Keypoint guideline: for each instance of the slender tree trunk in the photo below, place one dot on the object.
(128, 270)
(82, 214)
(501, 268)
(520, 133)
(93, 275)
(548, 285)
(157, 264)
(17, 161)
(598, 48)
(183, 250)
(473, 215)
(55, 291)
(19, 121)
◆ ◆ ◆ ◆ ◆ ◆ ◆
TASK TO CARRY OUT. Could you rewrite the rows above, replacing "slender tree trunk" with "thin tree trunk" and leaving everything else the same?

ANSWER FOR THIS EXERCISE.
Keypoint guideline: for each instance of the thin tree trunk in the photo below, place one dot on the object.
(128, 270)
(82, 214)
(501, 268)
(520, 133)
(93, 275)
(548, 285)
(157, 264)
(17, 161)
(598, 48)
(183, 250)
(473, 215)
(55, 291)
(19, 121)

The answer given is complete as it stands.